# YOUR TASK:
Pick out each line in the records below that contains the string "coordinates" (case-sensitive), and copy those lines out in full.

# RECORDS FOR THE TASK:
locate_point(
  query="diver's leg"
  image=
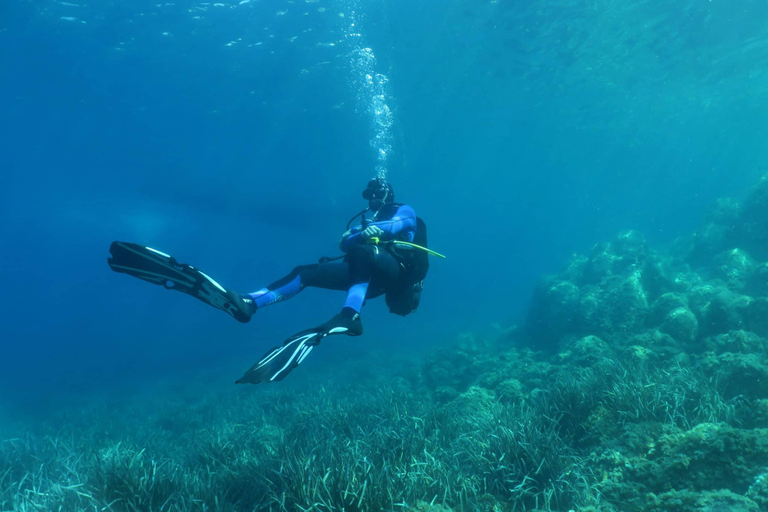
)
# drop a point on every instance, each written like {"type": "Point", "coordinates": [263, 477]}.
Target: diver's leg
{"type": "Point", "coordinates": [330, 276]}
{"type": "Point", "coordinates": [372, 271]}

...

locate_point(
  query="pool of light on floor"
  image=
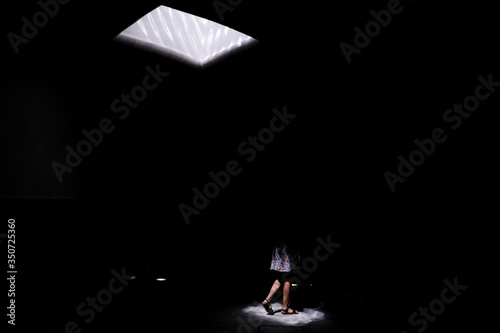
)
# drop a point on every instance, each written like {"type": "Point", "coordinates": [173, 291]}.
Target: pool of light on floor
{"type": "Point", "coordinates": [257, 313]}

# SOLUTION BELOW:
# drop a point on every instance, each written like {"type": "Point", "coordinates": [263, 477]}.
{"type": "Point", "coordinates": [330, 276]}
{"type": "Point", "coordinates": [372, 271]}
# drop a point on every instance, each written like {"type": "Point", "coordinates": [173, 291]}.
{"type": "Point", "coordinates": [257, 313]}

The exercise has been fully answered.